**DIRECTIONS:**
Reproduce the sermon transcript below word for word, from its title through its final sentence.

-- START ARTICLE --

Harvesting Peace and Harmony

October 14, 2012 Preacher: Randy Smith Series: Galatians

Scripture: Galatians 6:11–18

Transcript

Harvesting Peace and Harmony

Galatians 6:11-18
Sunday, October 14, 2012
Pastor Randy Smith



Last week we were introduced to the concept of sowing and reaping. We discussed the biblical truth that whatever we sow, we will reap. Or put another way, I can't expect to reap what I desire unless I sow the right choices followed up by the right actions.

This universal law of God is true in the physical realm. We know that if a man smokes two packs of cigarettes a day, odds are he will do significant damage to his body with age. Yet if a man cares for himself through the proper diet and exercise, he will reap the benefits as he ages. Now there are exceptions. We all want to talk about the smoker who lived to be 110 and the Olympic athlete who died of a heart attack at 25. Yet the rule in most cases is true. What you sow is what you will reap.

The spiritual realm is no different. For example, if you are unfaithful to bring up your children in the Word, profess Christ but live as a hypocrite in their presence, and show up for church when it's convenient, don't come crying to me confused as to why your children have abandoned the faith as soon as they are given the opportunity. What you sow is what you will reap. Are you sowing in such a way in your child's life that will plant seeds toward the greatest spiritual harvest?

-- END ARTICLE --
-- START DATASET EXTRACT --

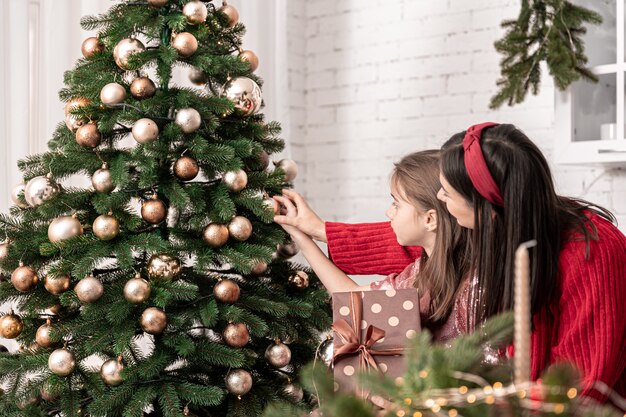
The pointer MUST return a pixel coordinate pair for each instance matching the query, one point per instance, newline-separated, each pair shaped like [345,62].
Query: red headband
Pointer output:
[477,167]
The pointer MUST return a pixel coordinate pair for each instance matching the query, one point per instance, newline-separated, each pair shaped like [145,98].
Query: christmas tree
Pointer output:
[165,289]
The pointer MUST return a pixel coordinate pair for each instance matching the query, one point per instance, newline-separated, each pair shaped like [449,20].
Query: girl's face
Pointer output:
[457,205]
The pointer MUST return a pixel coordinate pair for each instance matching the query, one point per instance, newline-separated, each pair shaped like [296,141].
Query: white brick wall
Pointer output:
[373,80]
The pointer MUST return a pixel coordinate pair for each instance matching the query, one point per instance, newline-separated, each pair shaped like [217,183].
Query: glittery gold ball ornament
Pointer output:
[137,290]
[61,362]
[142,87]
[102,180]
[145,130]
[188,119]
[154,210]
[89,289]
[40,189]
[24,278]
[56,284]
[195,12]
[88,136]
[240,228]
[186,168]
[227,291]
[111,372]
[153,320]
[125,49]
[91,46]
[112,93]
[11,326]
[163,267]
[215,235]
[106,227]
[245,94]
[63,228]
[238,381]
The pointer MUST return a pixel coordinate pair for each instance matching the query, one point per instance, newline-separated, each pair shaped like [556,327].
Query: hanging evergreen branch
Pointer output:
[546,30]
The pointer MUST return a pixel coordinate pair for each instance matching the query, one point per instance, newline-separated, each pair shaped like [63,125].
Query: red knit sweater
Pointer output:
[585,324]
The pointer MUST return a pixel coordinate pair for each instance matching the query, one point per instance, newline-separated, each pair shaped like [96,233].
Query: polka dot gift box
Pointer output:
[371,331]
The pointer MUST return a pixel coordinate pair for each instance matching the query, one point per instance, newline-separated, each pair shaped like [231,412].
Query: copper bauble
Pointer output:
[57,284]
[11,326]
[153,320]
[142,87]
[154,210]
[278,354]
[125,49]
[63,228]
[240,228]
[111,372]
[289,167]
[238,382]
[231,13]
[215,235]
[112,93]
[227,291]
[102,180]
[137,290]
[40,189]
[24,278]
[185,44]
[88,136]
[235,180]
[195,12]
[186,168]
[251,58]
[163,267]
[145,130]
[61,362]
[91,46]
[188,119]
[89,289]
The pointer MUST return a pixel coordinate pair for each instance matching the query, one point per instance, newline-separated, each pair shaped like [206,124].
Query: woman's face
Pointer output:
[456,204]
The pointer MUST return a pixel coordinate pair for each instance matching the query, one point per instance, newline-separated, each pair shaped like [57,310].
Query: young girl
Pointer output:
[417,218]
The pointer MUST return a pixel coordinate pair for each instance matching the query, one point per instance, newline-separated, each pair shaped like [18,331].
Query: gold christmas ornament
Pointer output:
[240,228]
[153,320]
[186,168]
[24,278]
[185,44]
[91,46]
[235,180]
[11,326]
[111,372]
[195,12]
[88,136]
[251,58]
[61,362]
[142,87]
[290,168]
[63,228]
[163,267]
[238,382]
[227,291]
[145,130]
[106,227]
[112,93]
[56,285]
[154,210]
[102,180]
[40,189]
[245,94]
[89,289]
[188,119]
[125,49]
[137,290]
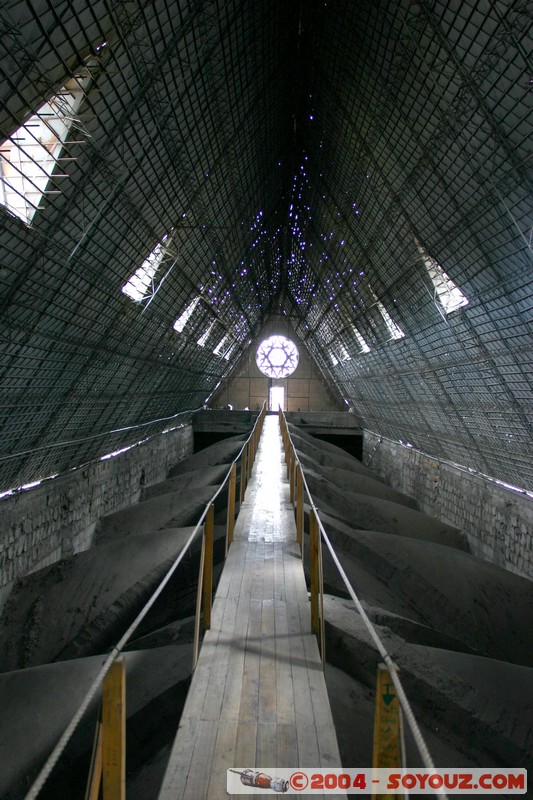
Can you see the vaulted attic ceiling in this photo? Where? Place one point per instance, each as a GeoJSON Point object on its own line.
{"type": "Point", "coordinates": [362, 166]}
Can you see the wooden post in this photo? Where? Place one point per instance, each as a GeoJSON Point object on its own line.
{"type": "Point", "coordinates": [314, 569]}
{"type": "Point", "coordinates": [95, 776]}
{"type": "Point", "coordinates": [387, 749]}
{"type": "Point", "coordinates": [230, 522]}
{"type": "Point", "coordinates": [292, 478]}
{"type": "Point", "coordinates": [114, 732]}
{"type": "Point", "coordinates": [199, 595]}
{"type": "Point", "coordinates": [300, 510]}
{"type": "Point", "coordinates": [250, 459]}
{"type": "Point", "coordinates": [207, 587]}
{"type": "Point", "coordinates": [244, 472]}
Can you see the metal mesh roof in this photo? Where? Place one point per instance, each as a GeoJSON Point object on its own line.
{"type": "Point", "coordinates": [308, 158]}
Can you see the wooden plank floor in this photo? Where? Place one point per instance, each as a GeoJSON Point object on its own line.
{"type": "Point", "coordinates": [258, 698]}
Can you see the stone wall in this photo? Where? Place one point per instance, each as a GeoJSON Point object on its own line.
{"type": "Point", "coordinates": [497, 520]}
{"type": "Point", "coordinates": [58, 518]}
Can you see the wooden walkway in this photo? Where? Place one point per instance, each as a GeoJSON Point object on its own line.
{"type": "Point", "coordinates": [258, 697]}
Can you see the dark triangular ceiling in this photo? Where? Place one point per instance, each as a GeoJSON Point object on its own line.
{"type": "Point", "coordinates": [361, 163]}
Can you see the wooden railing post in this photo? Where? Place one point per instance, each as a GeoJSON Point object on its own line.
{"type": "Point", "coordinates": [292, 478]}
{"type": "Point", "coordinates": [230, 522]}
{"type": "Point", "coordinates": [114, 732]}
{"type": "Point", "coordinates": [250, 458]}
{"type": "Point", "coordinates": [207, 587]}
{"type": "Point", "coordinates": [387, 752]}
{"type": "Point", "coordinates": [244, 474]}
{"type": "Point", "coordinates": [314, 570]}
{"type": "Point", "coordinates": [300, 509]}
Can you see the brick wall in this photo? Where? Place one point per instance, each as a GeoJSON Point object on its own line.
{"type": "Point", "coordinates": [58, 518]}
{"type": "Point", "coordinates": [498, 521]}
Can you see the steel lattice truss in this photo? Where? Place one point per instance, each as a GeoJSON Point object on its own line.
{"type": "Point", "coordinates": [315, 163]}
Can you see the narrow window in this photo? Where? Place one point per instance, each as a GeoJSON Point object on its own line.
{"type": "Point", "coordinates": [360, 340]}
{"type": "Point", "coordinates": [141, 283]}
{"type": "Point", "coordinates": [29, 156]}
{"type": "Point", "coordinates": [343, 352]}
{"type": "Point", "coordinates": [445, 292]}
{"type": "Point", "coordinates": [202, 341]}
{"type": "Point", "coordinates": [221, 347]}
{"type": "Point", "coordinates": [394, 330]}
{"type": "Point", "coordinates": [183, 319]}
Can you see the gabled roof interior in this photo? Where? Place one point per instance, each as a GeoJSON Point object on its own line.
{"type": "Point", "coordinates": [309, 157]}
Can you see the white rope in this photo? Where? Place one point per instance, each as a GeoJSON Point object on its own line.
{"type": "Point", "coordinates": [380, 647]}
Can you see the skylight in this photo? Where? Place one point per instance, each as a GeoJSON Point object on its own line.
{"type": "Point", "coordinates": [360, 340]}
{"type": "Point", "coordinates": [28, 158]}
{"type": "Point", "coordinates": [222, 346]}
{"type": "Point", "coordinates": [141, 283]}
{"type": "Point", "coordinates": [183, 319]}
{"type": "Point", "coordinates": [446, 292]}
{"type": "Point", "coordinates": [277, 357]}
{"type": "Point", "coordinates": [394, 330]}
{"type": "Point", "coordinates": [202, 341]}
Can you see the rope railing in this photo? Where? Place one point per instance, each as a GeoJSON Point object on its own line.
{"type": "Point", "coordinates": [246, 456]}
{"type": "Point", "coordinates": [317, 534]}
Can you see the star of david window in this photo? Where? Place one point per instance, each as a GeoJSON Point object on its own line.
{"type": "Point", "coordinates": [277, 357]}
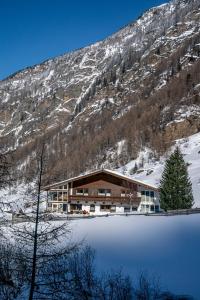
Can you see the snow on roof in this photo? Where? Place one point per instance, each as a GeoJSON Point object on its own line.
{"type": "Point", "coordinates": [115, 173]}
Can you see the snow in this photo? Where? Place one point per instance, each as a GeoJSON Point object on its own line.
{"type": "Point", "coordinates": [190, 147]}
{"type": "Point", "coordinates": [165, 247]}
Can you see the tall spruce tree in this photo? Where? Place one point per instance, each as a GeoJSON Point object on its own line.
{"type": "Point", "coordinates": [175, 185]}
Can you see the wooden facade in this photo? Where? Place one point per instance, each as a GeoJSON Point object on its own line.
{"type": "Point", "coordinates": [99, 191]}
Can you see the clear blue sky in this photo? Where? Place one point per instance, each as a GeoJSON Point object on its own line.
{"type": "Point", "coordinates": [35, 30]}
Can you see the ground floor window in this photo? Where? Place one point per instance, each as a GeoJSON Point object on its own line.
{"type": "Point", "coordinates": [64, 207]}
{"type": "Point", "coordinates": [105, 207]}
{"type": "Point", "coordinates": [55, 207]}
{"type": "Point", "coordinates": [127, 209]}
{"type": "Point", "coordinates": [75, 207]}
{"type": "Point", "coordinates": [113, 208]}
{"type": "Point", "coordinates": [92, 208]}
{"type": "Point", "coordinates": [152, 208]}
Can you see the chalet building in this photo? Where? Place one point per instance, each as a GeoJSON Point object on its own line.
{"type": "Point", "coordinates": [102, 191]}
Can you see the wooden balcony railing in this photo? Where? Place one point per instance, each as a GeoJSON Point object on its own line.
{"type": "Point", "coordinates": [118, 199]}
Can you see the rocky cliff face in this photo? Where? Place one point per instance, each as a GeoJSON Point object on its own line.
{"type": "Point", "coordinates": [139, 87]}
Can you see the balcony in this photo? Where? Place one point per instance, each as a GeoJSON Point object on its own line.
{"type": "Point", "coordinates": [96, 198]}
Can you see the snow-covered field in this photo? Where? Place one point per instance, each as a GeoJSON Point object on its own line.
{"type": "Point", "coordinates": [165, 247]}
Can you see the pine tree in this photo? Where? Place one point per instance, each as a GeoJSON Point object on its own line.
{"type": "Point", "coordinates": [175, 185]}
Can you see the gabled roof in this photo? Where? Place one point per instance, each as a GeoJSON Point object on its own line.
{"type": "Point", "coordinates": [103, 171]}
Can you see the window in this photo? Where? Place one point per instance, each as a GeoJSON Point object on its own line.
{"type": "Point", "coordinates": [146, 195]}
{"type": "Point", "coordinates": [105, 207]}
{"type": "Point", "coordinates": [104, 192]}
{"type": "Point", "coordinates": [55, 207]}
{"type": "Point", "coordinates": [152, 207]}
{"type": "Point", "coordinates": [53, 196]}
{"type": "Point", "coordinates": [65, 197]}
{"type": "Point", "coordinates": [123, 193]}
{"type": "Point", "coordinates": [152, 194]}
{"type": "Point", "coordinates": [113, 208]}
{"type": "Point", "coordinates": [127, 209]}
{"type": "Point", "coordinates": [92, 208]}
{"type": "Point", "coordinates": [59, 196]}
{"type": "Point", "coordinates": [83, 192]}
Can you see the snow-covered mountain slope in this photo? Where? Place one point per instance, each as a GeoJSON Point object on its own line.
{"type": "Point", "coordinates": [151, 170]}
{"type": "Point", "coordinates": [140, 86]}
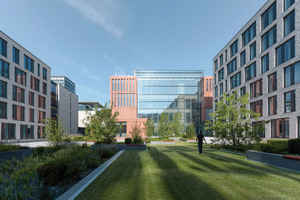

-- END DATASET EXTRACT --

**WORKED ANSWER:**
Harvesting Peace and Harmony

October 14, 2012 Preacher: Randy Smith Series: Galatians

Scripture: Galatians 6:11–18

Transcript

Harvesting Peace and Harmony

Galatians 6:11-18
Sunday, October 14, 2012
Pastor Randy Smith



Last week we were introduced to the concept of sowing and reaping. We discussed the biblical truth that whatever we sow, we will reap. Or put another way, I can't expect to reap what I desire unless I sow the right choices followed up by the right actions.

This universal law of God is true in the physical realm. We know that if a man smokes two packs of cigarettes a day, odds are he will do significant damage to his body with age. Yet if a man cares for himself through the proper diet and exercise, he will reap the benefits as he ages. Now there are exceptions. We all want to talk about the smoker who lived to be 110 and the Olympic athlete who died of a heart attack at 25. Yet the rule in most cases is true. What you sow is what you will reap.

The spiritual realm is no different. For example, if you are unfaithful to bring up your children in the Word, profess Christ but live as a hypocrite in their presence, and show up for church when it's convenient, don't come crying to me confused as to why your children have abandoned the faith as soon as they are given the opportunity. What you sow is what you will reap. Are you sowing in such a way in your child's life that will plant seeds toward the greatest spiritual harvest?